**Aim of the exercise:** Leave out the images and return all the data word for word.

━━━━━━━━━━━━━━━━━━━━

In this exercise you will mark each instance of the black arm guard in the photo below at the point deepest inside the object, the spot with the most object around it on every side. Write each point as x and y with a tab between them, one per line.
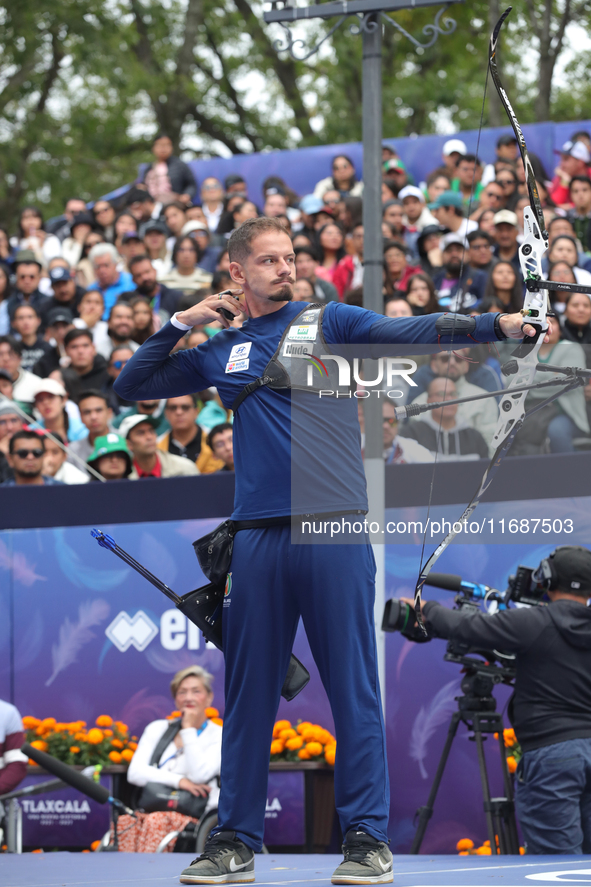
449	324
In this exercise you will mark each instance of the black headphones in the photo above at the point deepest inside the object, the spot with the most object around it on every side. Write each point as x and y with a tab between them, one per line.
546	575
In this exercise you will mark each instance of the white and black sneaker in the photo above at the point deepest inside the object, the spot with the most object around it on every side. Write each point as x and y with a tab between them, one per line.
367	861
225	860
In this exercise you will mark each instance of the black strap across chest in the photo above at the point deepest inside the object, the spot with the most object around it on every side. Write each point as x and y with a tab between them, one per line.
165	740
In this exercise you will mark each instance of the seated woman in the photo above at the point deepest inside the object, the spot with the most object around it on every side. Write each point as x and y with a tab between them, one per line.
186	275
190	762
398	269
577	320
420	295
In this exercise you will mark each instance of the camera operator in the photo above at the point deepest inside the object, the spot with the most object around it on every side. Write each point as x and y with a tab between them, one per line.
551	707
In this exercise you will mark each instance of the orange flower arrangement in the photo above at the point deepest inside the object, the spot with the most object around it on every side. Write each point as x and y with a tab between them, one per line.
303	741
466	847
106	743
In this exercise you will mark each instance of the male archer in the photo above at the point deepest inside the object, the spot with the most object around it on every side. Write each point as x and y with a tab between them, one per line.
275	582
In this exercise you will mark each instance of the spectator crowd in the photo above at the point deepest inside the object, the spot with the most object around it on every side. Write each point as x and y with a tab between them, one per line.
80	293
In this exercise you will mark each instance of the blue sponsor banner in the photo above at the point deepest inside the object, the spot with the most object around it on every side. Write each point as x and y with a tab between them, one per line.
81	634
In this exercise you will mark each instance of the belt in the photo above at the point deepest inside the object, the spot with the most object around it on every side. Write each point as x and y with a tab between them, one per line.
287	519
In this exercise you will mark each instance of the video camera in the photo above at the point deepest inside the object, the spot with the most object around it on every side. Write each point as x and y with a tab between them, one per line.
525	587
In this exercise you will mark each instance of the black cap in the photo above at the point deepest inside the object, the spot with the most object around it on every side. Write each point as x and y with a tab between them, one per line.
59	315
58	274
153	225
83	219
573	569
232	180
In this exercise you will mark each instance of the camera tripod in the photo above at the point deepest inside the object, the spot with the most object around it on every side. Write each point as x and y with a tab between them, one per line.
477	709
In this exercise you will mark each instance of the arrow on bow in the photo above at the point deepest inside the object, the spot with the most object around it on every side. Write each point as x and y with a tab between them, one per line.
512	412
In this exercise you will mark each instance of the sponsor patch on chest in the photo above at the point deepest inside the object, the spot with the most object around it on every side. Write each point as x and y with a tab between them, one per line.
303	333
237	366
239	352
297	349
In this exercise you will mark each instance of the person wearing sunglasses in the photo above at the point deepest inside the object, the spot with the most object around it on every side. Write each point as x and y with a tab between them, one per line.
97	416
185	437
25	456
342	179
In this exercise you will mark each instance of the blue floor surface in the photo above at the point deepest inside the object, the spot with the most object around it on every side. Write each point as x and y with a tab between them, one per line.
275	870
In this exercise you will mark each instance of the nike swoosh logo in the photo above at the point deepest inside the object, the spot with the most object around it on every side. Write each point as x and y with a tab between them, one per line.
236	868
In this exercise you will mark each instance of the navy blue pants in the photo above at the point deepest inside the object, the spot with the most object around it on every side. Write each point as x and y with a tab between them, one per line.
332	587
553	797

━━━━━━━━━━━━━━━━━━━━

**Reply to the task:**
In this exercise you will mark each instance of the black arm guard in the photo below at the point deepest inside the object, the spot with the most object around it on every side. Write each point as x and y with a tab between them, one per line.
449	324
In this exercise you will mark each instance of the black headphones in the photo above at the point deepest inside the object, the spot with the most object around it on every side. Write each point as x and y with a tab between them, one per line.
546	575
In this exercise you will mark each instance of the white and black sneaker in the photo above at the point deepest inside the object, the spot with the most object around it on every side. Write each point as x and y with a tab between them, one per line.
367	861
225	860
In this exercise you will mark each instance of the black strap across chest in the photo above at the point deepest inside the object, the spot with the most object around it on every side. Write each point as x and y with a tab between them, one per line.
165	740
In this exercise you will mark each instance of the seated woman in the photo above at the point deepest inside the object, the spot with the most object around it on every side. Write each point as x and y with a tab between them, one per line.
186	275
190	762
398	269
577	320
420	295
In this exercise you will mark each instance of the camera operator in the photo above at the point deepest inside the object, the spot with the most object around it on every side. Write each point as x and y with a tab between them, one per line.
551	707
In this exercise you will mark each instance of the orange flower arrangement in the photo above at the point deepest inside the object, the spot with the most object around it on every side. Write each point as x and y with a tab between them, one per line.
303	741
466	847
106	743
In this exercise you will mark each instance of the male archer in the photo above at the point deepest inside the object, the spot with the most object around it on every side. Write each point as x and y with a tab between them, one per line.
275	582
In this exercise you will mark each instance of the spectator crowd in the photo above at the point deepest inside the object, the spot with the most object around it on every side. Write each point as x and y with a tab between them, one per line.
80	293
In this exercise you will mark each instance of the blue sponsor banner in the photo above at the point deepest inside the object, the spot with the most object around it on every side. Write each point as x and y with a tab between them, one per line.
81	634
In this exercise you will mark each instance of the belt in the photo above at the point deepest inside the object, the spot with the most object around it on every side. Write each point as x and y with a tab between them, one per line.
287	519
In this exercise you will mark each instance of the video camera in the photo above at the point deepest inside the object, the spot with the most object around it on every side. Write each point as x and y with a tab between them, one per line.
525	587
In this exercise you will mark each instance of the black cap in the photo above at the point deepest inside the object, the spot with the most object around it on every side. Write each point as x and y with a tab between them, one per line.
59	315
58	274
153	225
83	219
573	569
232	180
In this exercise you will mark each instance of the camera tripod in the photo above at the point deepest inside the object, the spot with the most object around it on every side. Write each point as x and y with a tab between them, one per line.
477	709
In this exercise you will mark each instance of the arrow on bow in the photo above at the point deepest inside the object, the spot with the most object around it on every side. Write each point as x and y with a tab between them, one per line.
512	412
In this exercise you will mark each instance of the sponsor patch on chest in the photo above at the point deepest inside the object, the spot with the most object around it on every side. Write each point as x and y with a tab between them, one per line.
303	333
237	366
239	352
297	349
In this exercise you will mark each instance of the person wearing sunglasses in the photo above at the point deepest inside the object, the spot with the most object around it on every side. Write each point as x and y with a tab between them, one per line.
97	416
185	437
25	456
342	179
In this exercise you will mark each instance of the blue floor surface in the photo above at the point deepest inside the object, the spot with the most object around it on every side. Write each point as x and y with a tab between them, one per line.
275	870
In this exercise you will mark each instance of the nike swoosh logo in the photo above at the point deepest inside the object, the spot with the most object around it on every side. Write each point as x and y with a tab between them, one per line.
236	868
In this exercise you will mark each instance of the navy blue pants in the photo above at the point deepest inside the object, the spot with the most object around it on every side. Write each point as x and y with a tab between them, one per line.
332	587
553	797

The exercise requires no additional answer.